_Fragmento proporcionado_

________________________

En aquella primavera de 1970, 20 millones de estadounidenses se movilizaron por todo el país para alertar sobre el deterioro ambiental, el nocivo impacto del desarrollo industrial en los niveles de contaminación y sus efectos en la salud pública. Nacía así uno de los movimientos sociales de concientización ambiental más reconocidos, que dos décadas después se convertiría en un movimiento global.
El medio ambiente y la fragilidad del planeta debido al cambio climático siguen siendo temas centrales en nuestro destino común, más ahora con la pandemia de un nuevo virus que es tan impredecible como letal y que no distingue fronteras. Y es que, como muy bien explica en este artículo el ingeniero y sociólogo Justino Gálvez, existe una estrecha relación entre el crecimiento económico desenfrenado, los efectos ecológicos y el impacto del covid-19 en cada una de nuestras sociedades, sobre todo donde los ecosistemas son vulnerables.

________________________

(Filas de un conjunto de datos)
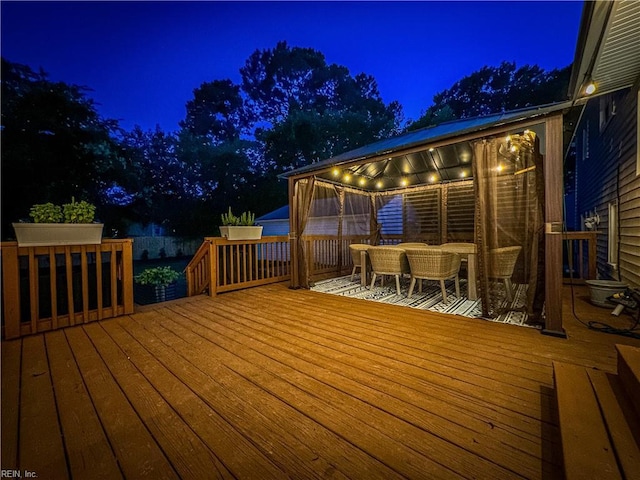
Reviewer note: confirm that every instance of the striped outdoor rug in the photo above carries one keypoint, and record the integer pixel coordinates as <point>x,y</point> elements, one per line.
<point>429,299</point>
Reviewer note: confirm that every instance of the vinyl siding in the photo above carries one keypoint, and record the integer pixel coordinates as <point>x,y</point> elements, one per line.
<point>610,175</point>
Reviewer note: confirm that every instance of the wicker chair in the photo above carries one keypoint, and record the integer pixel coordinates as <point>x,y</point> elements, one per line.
<point>388,261</point>
<point>356,249</point>
<point>433,264</point>
<point>501,263</point>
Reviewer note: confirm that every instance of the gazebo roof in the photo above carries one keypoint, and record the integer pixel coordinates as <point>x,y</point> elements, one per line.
<point>409,159</point>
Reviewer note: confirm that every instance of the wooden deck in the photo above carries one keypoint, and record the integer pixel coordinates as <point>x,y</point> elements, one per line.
<point>277,383</point>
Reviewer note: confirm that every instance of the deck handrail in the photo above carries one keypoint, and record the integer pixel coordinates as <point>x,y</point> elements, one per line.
<point>238,264</point>
<point>581,254</point>
<point>222,265</point>
<point>85,283</point>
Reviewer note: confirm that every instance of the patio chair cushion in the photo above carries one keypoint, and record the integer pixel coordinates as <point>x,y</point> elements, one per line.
<point>433,264</point>
<point>388,261</point>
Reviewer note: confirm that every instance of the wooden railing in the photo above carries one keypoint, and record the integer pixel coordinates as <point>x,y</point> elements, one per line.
<point>198,272</point>
<point>46,288</point>
<point>248,263</point>
<point>326,255</point>
<point>237,264</point>
<point>580,248</point>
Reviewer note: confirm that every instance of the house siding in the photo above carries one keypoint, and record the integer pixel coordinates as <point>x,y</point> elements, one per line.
<point>607,172</point>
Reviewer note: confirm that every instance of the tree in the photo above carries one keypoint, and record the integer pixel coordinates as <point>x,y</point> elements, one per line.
<point>216,112</point>
<point>156,180</point>
<point>309,110</point>
<point>494,90</point>
<point>54,143</point>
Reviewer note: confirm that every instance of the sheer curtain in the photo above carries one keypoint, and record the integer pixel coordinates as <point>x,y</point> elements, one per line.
<point>509,209</point>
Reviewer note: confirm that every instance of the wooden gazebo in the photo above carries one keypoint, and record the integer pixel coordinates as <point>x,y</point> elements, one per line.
<point>494,181</point>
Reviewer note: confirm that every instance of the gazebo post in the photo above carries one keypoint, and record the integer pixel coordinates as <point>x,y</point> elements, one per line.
<point>553,178</point>
<point>293,234</point>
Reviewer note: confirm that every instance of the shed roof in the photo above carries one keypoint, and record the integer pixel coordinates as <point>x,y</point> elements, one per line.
<point>608,47</point>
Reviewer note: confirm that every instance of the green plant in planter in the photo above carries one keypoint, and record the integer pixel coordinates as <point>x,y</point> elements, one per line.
<point>158,276</point>
<point>78,212</point>
<point>246,219</point>
<point>46,213</point>
<point>74,212</point>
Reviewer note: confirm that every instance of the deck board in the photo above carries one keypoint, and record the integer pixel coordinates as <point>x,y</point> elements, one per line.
<point>87,447</point>
<point>41,445</point>
<point>273,383</point>
<point>136,450</point>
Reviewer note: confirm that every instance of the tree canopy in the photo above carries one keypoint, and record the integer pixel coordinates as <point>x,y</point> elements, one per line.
<point>290,108</point>
<point>55,145</point>
<point>495,90</point>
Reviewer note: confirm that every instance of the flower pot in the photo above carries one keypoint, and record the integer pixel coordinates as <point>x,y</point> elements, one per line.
<point>146,294</point>
<point>601,289</point>
<point>46,234</point>
<point>241,232</point>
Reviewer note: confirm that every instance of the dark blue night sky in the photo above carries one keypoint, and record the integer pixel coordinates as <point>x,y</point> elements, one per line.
<point>143,59</point>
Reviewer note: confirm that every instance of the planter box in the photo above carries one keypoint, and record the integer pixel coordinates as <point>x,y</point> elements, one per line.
<point>46,234</point>
<point>147,294</point>
<point>242,232</point>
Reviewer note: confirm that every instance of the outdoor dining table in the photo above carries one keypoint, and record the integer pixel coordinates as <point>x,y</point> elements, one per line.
<point>468,251</point>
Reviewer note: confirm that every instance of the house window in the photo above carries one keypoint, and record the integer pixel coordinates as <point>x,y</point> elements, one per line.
<point>613,234</point>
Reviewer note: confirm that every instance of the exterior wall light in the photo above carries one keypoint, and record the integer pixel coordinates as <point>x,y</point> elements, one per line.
<point>590,88</point>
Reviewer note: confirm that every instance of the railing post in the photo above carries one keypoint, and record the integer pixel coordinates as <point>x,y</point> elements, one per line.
<point>11,290</point>
<point>213,268</point>
<point>127,276</point>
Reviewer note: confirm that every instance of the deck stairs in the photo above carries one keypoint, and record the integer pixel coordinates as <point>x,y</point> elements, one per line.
<point>599,416</point>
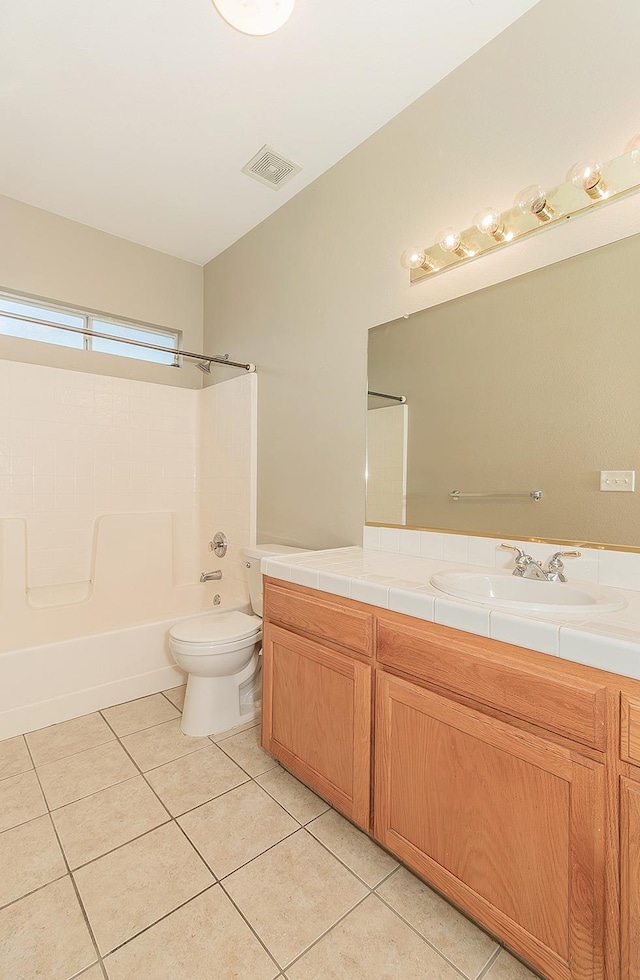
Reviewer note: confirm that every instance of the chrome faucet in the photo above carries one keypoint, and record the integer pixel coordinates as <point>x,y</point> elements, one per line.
<point>528,567</point>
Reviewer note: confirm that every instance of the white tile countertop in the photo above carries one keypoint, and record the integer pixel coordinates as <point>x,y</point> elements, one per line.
<point>400,582</point>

________________________

_Tarea_
Según el fragmento, ¿sobre qué alertaron los 20 millones de estadounidenses que se movilizaron en la primavera de 1970? Enuméralo todo.

_Solución_
- El deterioro ambiental
- El nocivo impacto del desarrollo industrial en los niveles de contaminación
- Los efectos de ese impacto en la salud pública